(Records from a data source)
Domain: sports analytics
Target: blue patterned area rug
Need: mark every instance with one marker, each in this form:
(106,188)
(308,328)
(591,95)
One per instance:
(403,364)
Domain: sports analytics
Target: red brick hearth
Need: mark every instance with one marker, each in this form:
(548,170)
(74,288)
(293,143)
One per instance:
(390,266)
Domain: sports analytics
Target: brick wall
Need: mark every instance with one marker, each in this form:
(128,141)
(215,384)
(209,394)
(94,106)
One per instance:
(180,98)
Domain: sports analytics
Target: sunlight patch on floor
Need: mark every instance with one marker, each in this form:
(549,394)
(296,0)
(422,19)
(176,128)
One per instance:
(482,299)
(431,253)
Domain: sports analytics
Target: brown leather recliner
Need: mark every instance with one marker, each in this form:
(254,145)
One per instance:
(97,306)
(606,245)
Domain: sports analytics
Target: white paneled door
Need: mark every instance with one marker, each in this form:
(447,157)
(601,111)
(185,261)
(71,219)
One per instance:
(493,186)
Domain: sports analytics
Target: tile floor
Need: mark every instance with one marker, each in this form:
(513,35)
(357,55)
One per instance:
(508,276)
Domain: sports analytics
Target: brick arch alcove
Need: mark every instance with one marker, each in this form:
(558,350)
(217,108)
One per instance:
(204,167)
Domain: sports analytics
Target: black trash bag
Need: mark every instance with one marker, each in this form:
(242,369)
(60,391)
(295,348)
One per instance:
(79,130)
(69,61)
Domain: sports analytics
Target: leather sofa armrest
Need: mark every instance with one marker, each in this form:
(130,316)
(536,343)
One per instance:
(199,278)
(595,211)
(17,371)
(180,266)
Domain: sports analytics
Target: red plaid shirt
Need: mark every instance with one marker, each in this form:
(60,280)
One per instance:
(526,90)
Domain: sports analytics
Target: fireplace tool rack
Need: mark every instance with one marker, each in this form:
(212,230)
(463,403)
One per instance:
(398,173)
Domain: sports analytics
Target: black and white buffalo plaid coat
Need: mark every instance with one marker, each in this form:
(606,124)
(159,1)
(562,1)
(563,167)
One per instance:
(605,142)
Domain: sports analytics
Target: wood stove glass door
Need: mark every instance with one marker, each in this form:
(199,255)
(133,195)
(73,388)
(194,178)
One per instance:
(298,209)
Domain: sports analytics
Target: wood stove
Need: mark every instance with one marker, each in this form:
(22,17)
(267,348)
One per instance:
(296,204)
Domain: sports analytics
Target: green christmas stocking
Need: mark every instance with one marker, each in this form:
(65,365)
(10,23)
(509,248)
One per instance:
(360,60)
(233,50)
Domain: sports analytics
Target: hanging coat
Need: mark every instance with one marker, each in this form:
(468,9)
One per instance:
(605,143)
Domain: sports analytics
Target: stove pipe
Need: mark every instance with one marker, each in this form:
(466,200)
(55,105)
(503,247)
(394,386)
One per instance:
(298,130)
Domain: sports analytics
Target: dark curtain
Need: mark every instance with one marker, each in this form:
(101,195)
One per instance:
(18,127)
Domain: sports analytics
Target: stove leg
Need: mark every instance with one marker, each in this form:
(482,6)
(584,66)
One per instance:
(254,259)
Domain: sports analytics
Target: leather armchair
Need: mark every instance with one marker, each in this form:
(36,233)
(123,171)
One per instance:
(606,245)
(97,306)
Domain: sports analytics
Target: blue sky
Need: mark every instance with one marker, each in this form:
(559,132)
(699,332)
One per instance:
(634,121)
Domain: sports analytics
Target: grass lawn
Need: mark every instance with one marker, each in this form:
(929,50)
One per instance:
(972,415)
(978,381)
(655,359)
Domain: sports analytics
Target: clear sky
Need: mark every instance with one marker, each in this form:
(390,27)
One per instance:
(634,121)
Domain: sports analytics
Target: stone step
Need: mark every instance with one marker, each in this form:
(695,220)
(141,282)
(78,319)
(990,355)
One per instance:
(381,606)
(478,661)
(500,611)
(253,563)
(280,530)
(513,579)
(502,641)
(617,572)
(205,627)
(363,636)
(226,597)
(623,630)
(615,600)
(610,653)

→ Set exercise
Transcribe the whole listing exactly.

→ Output
Domain: sports analytics
Target: blue patterned area rug
Need: mark every instance with one marker, each in this form:
(106,188)
(308,328)
(591,95)
One per instance:
(403,364)
Domain: sports analytics
Target: red brick hearth
Need: mark every instance with one marker, each in this form:
(548,170)
(74,288)
(293,143)
One per instance:
(390,266)
Domain: sports analytics
Target: brick wall
Need: mark every instance with one marker, each in this form:
(128,141)
(215,384)
(209,394)
(94,106)
One per instance:
(180,98)
Domain: sports analytics
Target: sunlight patch on floor
Need: mark every instance with one marker, each in this form:
(549,394)
(296,0)
(422,19)
(176,128)
One per instance:
(482,299)
(431,253)
Domain: sports analytics
Target: brown leather recliner
Need: mark every instance with one marker, each in this form:
(254,145)
One per instance:
(97,306)
(606,245)
Domain: sports analytics
Target: white paneled door
Need: mark every instance with one marker, each in this form:
(447,157)
(601,111)
(185,261)
(71,219)
One per instance:
(493,186)
Domain: sports analytics
Target: tile floor
Need: mark every instance with one marker, each in this form:
(513,35)
(357,55)
One per instance:
(508,276)
Domain: sports analytics
Target: brick arch alcove
Need: mark every instance with one marker, each in this form:
(558,350)
(217,108)
One per instance:
(204,167)
Domain: sports analytics
Target: black trash bag
Need: mark every instance with one marker, each in this form:
(242,369)
(60,391)
(295,348)
One per instance:
(79,130)
(69,61)
Domain: sports analytics
Target: leather sofa armrest
Need: mark every instance with one marker, each in this form:
(130,316)
(536,343)
One per instance:
(199,278)
(595,211)
(17,371)
(180,266)
Domain: sports analytics
Target: red plaid shirt
Need: mark every instance with one marker, each in this form:
(60,280)
One per instance:
(526,90)
Domain: sports analytics
Target: fireplace tool rack
Need: mark every instance with one marker, each in this form:
(212,230)
(463,403)
One per instance:
(398,173)
Domain: sports analytics
Target: black and white buffalo plaid coat
Need: mark every instance with one marker, each in this form:
(606,124)
(159,1)
(562,1)
(563,167)
One per instance:
(605,142)
Domain: sports analytics
Target: wood stove glass door
Need: mark every instance with one marker, each in this form:
(199,255)
(133,195)
(73,388)
(194,178)
One per instance:
(298,209)
Domain: sports analytics
Target: wood stove
Need: mark every instance with one marker, each in this form:
(22,17)
(267,348)
One per instance:
(296,204)
Domain: sports analytics
Target: green christmas stocking
Need: mark every instance with one marker, each in this form:
(65,365)
(10,23)
(509,248)
One per instance:
(360,60)
(233,50)
Domain: sports analytics
Target: hanging coat
Need: mark every instance with one marker, each in this form:
(468,9)
One per instance:
(605,143)
Domain: sports analytics
Target: stove pipe
Need: mark every instance with one marker, each in this form:
(466,200)
(55,105)
(503,247)
(394,386)
One per instance:
(298,130)
Domain: sports analytics
Target: dark curtain
Need: mark every instance with one marker, each in this form:
(101,195)
One per instance:
(18,127)
Domain: sports analytics
Target: stove leg
Need: mark every instance with one marker, each in this form:
(482,6)
(584,66)
One per instance:
(254,259)
Domain: sports analytics
Target: leather armchair
Need: mark every instance with one marker, each in this form:
(36,233)
(123,171)
One per instance:
(606,245)
(97,306)
Domain: sports analytics
Target: blue sky
Need: mark every instance with one marker, each in this form:
(559,132)
(699,332)
One per instance:
(634,121)
Domain: sports analytics
Target: grass lawn
Need: mark every instance with one marker, each in this form:
(929,50)
One per instance:
(972,415)
(978,381)
(655,359)
Domain: sports analytics
Target: clear sky
Need: mark every instance with one marker, each in this form:
(390,27)
One per instance:
(634,121)
Domain: sports analytics
Target: stone step
Need: mark every instance with one marker, each in this form:
(695,220)
(141,282)
(78,319)
(990,355)
One per instance:
(381,606)
(478,661)
(500,611)
(253,563)
(280,530)
(513,579)
(502,641)
(617,572)
(205,627)
(363,636)
(226,597)
(623,630)
(615,600)
(610,653)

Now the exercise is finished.